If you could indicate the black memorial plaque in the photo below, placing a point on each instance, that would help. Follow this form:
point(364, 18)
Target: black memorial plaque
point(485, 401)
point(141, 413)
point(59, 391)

###

-- Exercise details --
Reproduce every line of the items above word for word, in the same order.

-- Exercise result --
If you could indicate the black memorial plaque in the photo below, placing a point on each instance, that would help. Follow this form:
point(364, 18)
Target: black memorial plaque
point(485, 401)
point(141, 413)
point(59, 391)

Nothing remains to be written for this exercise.